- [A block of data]

------------------------------------------------------------------------

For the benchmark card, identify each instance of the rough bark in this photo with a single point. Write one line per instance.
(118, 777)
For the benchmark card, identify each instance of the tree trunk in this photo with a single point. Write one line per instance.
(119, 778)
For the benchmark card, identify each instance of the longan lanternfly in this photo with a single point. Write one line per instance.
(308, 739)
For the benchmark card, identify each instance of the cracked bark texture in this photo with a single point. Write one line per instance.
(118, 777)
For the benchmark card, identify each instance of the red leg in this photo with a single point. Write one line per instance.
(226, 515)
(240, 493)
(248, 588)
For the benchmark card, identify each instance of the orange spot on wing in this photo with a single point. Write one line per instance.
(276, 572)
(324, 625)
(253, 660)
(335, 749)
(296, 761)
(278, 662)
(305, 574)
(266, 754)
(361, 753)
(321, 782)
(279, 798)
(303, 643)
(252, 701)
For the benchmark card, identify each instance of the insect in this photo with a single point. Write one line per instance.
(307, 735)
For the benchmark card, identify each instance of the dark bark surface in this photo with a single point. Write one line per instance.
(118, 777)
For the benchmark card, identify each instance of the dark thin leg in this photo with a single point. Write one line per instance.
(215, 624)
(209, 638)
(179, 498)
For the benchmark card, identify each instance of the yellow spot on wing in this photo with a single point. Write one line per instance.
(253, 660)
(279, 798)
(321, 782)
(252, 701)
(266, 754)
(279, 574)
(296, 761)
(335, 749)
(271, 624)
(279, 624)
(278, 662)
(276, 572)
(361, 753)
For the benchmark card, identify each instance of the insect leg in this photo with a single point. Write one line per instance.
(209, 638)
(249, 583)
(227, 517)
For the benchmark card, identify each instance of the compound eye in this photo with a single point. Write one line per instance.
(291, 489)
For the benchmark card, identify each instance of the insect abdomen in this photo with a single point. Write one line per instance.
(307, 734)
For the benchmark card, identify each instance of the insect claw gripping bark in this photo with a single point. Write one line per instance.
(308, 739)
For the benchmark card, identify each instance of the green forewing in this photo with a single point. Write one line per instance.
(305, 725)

------------------------------------------------------------------------

- [WORK INSTRUCTIONS]
Return the lines from the line containing "For the benchmark card, identify each instance of the red" to the end of the entries above, exactly as they appear and with no other output.

- [CORRECT ANSWER]
For the benchmark card, identify each instance of the red leg in this photo with a single point. Write one line per instance.
(226, 515)
(240, 493)
(248, 588)
For the benchmark card, identify each instance of the orange spot on wing in this photo with a single point. Write one line per instance.
(276, 572)
(324, 625)
(253, 660)
(335, 749)
(296, 761)
(278, 662)
(305, 574)
(266, 754)
(361, 753)
(321, 782)
(279, 798)
(303, 643)
(252, 701)
For the benchmark card, identify each instance of the insect in this photo with a single point. Write one line per instance.
(307, 735)
For the benchmark card, identify each instance of the dark bark surface in this photo with a single point. Write one line per instance.
(118, 777)
For the benchmark card, identify each instance of the dark thin leg in this photo with a single point. Write one line per instance.
(215, 624)
(209, 638)
(179, 498)
For the benchmark card, identify each instance of the yellow spot on wing in this photo with a single point. Write one line per instance.
(253, 660)
(279, 798)
(321, 782)
(252, 701)
(266, 754)
(279, 574)
(296, 761)
(335, 749)
(271, 624)
(279, 624)
(278, 662)
(276, 572)
(361, 753)
For the benchmark card, identify each instance of the insect leg in this photo with a single point. Write one line per instance.
(209, 638)
(249, 583)
(227, 517)
For the benchmark card, identify each instance of the compound eye in this photo with a single point. Write one line per instance.
(291, 489)
For the benchmark card, identify each instance of the insect abdomen in this photo with a single point. Write one line per instance.
(307, 734)
For the benchmark card, identify each instance of the insect claw gripping bark in this photo with a single point. Write one line per instance.
(308, 739)
For the benchmark card, identify each instance of the green forewing in this photo with a single point. Write one line per instance.
(305, 725)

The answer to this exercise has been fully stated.